-------- Supplied material

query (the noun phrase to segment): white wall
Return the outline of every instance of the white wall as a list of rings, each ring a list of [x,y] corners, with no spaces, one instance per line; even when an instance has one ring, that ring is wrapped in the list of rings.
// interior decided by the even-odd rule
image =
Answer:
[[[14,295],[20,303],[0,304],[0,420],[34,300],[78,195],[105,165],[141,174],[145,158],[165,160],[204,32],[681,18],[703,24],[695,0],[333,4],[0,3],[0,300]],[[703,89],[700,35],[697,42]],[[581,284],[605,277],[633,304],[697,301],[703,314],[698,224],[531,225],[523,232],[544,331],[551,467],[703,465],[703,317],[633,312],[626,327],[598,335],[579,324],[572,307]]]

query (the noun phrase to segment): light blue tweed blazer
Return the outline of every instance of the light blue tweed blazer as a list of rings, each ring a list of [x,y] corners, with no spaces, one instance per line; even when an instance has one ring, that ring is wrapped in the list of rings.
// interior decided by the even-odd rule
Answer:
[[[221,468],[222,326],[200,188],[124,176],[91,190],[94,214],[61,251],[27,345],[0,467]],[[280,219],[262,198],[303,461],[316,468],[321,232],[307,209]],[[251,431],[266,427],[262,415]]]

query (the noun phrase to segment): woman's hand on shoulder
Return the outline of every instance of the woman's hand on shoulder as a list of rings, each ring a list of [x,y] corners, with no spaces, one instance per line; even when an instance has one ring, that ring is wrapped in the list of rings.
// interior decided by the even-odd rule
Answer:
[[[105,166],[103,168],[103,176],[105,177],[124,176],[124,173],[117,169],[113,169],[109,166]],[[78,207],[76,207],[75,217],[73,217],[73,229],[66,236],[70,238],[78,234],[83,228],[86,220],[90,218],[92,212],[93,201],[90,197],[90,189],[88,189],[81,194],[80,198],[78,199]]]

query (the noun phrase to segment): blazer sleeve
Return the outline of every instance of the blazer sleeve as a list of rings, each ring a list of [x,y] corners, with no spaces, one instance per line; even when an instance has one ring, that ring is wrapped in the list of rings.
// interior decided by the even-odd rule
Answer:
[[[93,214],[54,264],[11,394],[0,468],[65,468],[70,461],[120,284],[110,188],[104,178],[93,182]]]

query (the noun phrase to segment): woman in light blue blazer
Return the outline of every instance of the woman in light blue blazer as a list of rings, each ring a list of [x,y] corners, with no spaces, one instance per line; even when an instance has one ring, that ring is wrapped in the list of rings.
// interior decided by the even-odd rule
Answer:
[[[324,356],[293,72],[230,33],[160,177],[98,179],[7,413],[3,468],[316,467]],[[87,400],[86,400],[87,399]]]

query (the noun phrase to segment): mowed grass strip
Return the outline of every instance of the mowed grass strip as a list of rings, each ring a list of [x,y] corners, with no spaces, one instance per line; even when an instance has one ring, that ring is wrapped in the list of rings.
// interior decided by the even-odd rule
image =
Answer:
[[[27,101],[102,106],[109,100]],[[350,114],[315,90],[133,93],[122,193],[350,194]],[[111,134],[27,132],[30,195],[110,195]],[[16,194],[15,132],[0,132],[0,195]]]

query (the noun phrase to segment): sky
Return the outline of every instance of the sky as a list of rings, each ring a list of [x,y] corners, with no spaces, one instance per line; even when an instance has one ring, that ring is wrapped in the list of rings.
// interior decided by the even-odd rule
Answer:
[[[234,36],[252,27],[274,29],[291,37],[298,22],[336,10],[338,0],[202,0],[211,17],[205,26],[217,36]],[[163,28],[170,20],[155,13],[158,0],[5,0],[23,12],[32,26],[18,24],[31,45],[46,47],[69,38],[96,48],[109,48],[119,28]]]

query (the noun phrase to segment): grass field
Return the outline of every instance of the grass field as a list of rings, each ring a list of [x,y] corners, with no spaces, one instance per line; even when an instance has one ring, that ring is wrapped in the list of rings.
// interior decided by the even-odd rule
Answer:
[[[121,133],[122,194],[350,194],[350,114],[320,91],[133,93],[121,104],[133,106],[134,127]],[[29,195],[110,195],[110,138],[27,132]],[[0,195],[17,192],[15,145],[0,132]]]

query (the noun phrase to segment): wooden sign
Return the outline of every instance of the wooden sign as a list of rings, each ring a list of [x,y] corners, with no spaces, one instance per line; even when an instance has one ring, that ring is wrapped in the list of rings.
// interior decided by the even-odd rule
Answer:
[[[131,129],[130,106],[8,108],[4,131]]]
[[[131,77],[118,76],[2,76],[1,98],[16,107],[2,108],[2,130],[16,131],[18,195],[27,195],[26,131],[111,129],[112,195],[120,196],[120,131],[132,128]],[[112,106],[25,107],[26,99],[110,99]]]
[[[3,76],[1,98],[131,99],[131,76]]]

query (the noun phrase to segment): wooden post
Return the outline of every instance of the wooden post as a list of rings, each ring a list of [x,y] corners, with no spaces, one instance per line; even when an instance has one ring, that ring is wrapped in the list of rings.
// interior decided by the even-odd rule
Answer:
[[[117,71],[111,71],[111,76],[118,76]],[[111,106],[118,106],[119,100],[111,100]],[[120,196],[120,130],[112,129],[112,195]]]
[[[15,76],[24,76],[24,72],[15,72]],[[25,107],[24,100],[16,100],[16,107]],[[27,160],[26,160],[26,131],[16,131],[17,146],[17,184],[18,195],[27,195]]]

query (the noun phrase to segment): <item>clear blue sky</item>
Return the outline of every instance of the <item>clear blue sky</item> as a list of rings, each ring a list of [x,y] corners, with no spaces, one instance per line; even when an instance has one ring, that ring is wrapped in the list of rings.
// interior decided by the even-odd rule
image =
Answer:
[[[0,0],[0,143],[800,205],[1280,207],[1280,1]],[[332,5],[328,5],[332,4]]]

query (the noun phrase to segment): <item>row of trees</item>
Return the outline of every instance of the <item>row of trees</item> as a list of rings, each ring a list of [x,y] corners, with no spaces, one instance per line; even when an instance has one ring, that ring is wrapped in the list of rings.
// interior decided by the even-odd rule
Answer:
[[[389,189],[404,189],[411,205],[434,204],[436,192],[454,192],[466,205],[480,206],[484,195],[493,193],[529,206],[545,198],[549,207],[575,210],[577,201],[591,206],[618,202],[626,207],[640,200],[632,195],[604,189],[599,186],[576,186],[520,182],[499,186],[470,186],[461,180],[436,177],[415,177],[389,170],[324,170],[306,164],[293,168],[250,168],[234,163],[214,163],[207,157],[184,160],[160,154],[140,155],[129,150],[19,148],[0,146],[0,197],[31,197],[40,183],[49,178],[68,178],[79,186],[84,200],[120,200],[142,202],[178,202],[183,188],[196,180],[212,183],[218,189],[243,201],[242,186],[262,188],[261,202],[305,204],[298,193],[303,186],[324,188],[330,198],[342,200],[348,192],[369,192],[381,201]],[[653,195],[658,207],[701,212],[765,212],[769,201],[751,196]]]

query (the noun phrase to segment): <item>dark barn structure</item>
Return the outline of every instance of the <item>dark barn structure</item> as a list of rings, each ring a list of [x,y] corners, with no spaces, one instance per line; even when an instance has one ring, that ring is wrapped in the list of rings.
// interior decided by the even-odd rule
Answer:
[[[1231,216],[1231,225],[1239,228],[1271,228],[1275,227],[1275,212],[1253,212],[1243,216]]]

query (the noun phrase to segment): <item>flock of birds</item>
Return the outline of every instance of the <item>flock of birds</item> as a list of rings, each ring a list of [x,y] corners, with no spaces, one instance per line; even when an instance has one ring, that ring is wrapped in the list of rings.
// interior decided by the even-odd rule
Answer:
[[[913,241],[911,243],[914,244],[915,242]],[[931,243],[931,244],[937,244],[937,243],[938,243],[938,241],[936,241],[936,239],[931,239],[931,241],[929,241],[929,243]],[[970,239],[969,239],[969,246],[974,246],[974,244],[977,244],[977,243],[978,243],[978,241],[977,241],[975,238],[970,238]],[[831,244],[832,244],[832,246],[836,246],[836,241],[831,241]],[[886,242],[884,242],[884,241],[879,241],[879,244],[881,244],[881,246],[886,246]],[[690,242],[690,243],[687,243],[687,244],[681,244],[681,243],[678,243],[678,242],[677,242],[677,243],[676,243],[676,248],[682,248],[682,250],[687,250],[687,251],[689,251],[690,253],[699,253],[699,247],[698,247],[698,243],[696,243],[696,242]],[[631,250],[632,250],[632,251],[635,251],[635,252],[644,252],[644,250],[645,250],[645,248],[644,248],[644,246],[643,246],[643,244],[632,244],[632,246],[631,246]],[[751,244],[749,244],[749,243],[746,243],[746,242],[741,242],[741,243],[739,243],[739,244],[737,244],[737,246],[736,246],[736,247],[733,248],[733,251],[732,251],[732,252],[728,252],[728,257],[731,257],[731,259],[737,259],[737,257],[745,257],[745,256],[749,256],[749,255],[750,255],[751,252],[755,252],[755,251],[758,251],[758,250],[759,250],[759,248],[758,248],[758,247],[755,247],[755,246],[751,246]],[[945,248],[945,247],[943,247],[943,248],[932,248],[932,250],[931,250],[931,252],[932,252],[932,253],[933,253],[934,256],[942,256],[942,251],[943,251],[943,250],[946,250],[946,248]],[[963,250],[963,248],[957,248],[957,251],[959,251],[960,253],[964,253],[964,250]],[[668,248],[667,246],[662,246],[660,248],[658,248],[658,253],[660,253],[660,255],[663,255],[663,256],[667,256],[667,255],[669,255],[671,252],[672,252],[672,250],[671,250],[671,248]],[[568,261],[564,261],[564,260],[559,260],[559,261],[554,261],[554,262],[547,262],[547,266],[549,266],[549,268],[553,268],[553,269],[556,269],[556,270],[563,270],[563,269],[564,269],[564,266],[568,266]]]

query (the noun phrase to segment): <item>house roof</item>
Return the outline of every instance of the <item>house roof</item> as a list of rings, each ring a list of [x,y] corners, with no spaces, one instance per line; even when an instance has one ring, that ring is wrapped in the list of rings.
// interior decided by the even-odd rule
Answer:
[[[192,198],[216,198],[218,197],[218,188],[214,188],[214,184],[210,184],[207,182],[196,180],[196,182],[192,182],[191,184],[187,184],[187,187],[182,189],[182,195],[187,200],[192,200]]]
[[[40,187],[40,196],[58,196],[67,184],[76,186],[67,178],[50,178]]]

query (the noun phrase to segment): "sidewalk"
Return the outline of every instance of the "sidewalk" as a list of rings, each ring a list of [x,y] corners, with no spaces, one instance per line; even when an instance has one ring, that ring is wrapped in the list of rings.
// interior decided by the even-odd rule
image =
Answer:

----------------

**Given exercise**:
Identify every line in the material above that contains the string "structure", and copy each of those lines in full. Case counts.

**The output**:
query (the noun phrase to segment): <item>dark barn structure</item>
Return the outline of every instance of the <item>dark barn structure</item> as a list of rings, each ring a list of [x,y] corners, with no spaces, one instance per line; even when an instance has one ring, that ring is wrapped in the list of rings.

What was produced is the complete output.